Faced with a lack of talent to overcome the difficulty and complexity of lifting heavy weights, some coaches have turned to teaching people how to struggle to lift light weights. In other words, they coach people on how to be weak. Instead of making something hard into something easier, they make something easy into something hard and try to sell the transformation as being equivalent. It is not. It is the opposite. It not only lacks similar virtue; it is evil and deceitful.

In case it needs to be stated, lifting light weight is not hard. You do not need to learn how to lift less or lift slowly; you can already lift as little as you like, as slowly as you like. Artificially making light weights seem hard is not a positive achievement. It is akin to learning how to make mathematical equations more complex in order to get the wrong answer. Developing the ability to disingenuously make something more difficult than it needs to be – thereby making the possible, impossible – is anathema to the objective of virtually every natural law of the universe. It is not righteous or virtuous to struggle to lift less than you can lift. It is either dishonest, dumb or both.

Justifications for Weak Coaching

Any justifications for training to be weak are either wrong or proof of a coach’s incompetence. For example, I have already written about the factually incorrect usage of the ‘time-under-tension’ term. Another popular excuse is the claim that heavy weights cause injury. Such a claim by a Coach is nothing more than an admission that they are incompetent when it comes to lifting heavy weights safely. Thousands of people safely lift huge weights every minute, of every day, all over the world. The rate of injury is insignificant compared to any other speed or contact sport. If a coach cannot teach how it is done, it is not because it cannot be done. It is because they are not competent.

Instead of making [heavy weights] easier, they make [light weights] hard and try to sell the transformation as being equivalent. It not only lacks similar virtue; it is evil and deceitful.

> Entries shown
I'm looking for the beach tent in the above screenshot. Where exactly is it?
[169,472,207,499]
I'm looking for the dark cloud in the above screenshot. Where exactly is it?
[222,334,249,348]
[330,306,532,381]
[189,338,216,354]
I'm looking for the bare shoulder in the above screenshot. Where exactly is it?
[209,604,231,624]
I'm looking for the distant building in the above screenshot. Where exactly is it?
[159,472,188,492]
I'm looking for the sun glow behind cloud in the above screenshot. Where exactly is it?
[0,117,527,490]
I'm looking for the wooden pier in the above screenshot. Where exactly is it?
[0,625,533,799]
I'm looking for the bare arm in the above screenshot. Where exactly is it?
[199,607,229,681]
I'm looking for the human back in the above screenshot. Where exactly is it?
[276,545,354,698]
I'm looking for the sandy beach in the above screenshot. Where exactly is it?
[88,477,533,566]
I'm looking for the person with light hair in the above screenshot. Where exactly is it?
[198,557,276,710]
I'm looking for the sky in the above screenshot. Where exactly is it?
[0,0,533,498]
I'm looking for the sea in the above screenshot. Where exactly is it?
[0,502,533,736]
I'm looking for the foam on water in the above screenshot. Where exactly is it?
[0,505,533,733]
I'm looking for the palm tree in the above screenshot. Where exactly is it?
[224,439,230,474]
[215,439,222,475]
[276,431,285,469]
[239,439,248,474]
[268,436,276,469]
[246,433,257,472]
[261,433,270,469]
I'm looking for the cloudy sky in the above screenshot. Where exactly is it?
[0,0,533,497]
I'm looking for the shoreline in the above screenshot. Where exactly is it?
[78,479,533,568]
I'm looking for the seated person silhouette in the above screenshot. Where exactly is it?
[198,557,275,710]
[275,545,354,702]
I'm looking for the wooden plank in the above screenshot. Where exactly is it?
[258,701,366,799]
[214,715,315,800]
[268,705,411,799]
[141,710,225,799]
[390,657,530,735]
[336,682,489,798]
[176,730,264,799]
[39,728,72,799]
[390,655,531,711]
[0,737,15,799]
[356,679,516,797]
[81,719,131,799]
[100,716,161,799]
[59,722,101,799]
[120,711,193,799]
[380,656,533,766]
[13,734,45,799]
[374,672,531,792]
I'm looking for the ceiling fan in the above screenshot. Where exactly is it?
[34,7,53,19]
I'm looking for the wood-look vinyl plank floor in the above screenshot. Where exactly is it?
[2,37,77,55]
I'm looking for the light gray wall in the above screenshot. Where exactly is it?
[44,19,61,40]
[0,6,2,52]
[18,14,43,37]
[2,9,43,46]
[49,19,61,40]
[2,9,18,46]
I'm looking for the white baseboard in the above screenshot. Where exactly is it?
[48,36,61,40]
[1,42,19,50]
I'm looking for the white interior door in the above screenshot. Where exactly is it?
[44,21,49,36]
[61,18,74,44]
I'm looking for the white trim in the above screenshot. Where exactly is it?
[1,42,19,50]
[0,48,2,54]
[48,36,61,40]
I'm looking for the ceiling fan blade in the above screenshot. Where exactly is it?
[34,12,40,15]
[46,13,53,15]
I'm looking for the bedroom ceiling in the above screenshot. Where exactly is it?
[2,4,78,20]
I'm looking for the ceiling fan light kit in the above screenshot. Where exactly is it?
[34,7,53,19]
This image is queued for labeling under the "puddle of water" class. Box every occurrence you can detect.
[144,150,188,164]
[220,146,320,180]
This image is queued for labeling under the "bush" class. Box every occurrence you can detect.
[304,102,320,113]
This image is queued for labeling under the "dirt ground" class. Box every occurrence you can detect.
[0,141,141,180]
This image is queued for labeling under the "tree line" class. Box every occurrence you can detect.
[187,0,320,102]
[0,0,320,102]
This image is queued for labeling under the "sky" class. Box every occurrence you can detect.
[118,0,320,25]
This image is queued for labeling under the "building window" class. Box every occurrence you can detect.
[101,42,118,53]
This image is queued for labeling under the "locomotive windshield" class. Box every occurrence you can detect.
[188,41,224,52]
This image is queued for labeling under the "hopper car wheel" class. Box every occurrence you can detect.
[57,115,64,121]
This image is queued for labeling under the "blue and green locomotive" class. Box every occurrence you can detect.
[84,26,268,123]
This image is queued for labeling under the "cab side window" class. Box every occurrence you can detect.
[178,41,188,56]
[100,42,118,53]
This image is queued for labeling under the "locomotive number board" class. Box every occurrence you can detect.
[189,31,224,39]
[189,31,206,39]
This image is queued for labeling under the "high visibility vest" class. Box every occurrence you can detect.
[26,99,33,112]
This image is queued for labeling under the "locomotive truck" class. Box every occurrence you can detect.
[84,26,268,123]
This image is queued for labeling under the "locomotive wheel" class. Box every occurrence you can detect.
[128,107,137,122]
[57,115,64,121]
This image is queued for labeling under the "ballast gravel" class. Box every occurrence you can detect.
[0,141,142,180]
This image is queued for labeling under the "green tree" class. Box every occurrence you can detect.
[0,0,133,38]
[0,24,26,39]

> The problem
Reproduce word for word everything in the text on weight-training coaches from "Justifications for Weak" down to "are not competent.". The entries are separate material, unrelated to the text on weight-training coaches.

> Response area
Justifications for Weak Coaching

Any justifications for training to be weak are either wrong or proof of a coach’s incompetence. For example, I have already written about the factually incorrect usage of the ‘time-under-tension’ term. Another popular excuse is the claim that heavy weights cause injury. Such a claim by a Coach is nothing more than an admission that they are incompetent when it comes to lifting heavy weights safely. Thousands of people safely lift huge weights every minute, of every day, all over the world. The rate of injury is insignificant compared to any other speed or contact sport. If a coach cannot teach how it is done, it is not because it cannot be done. It is because they are not competent.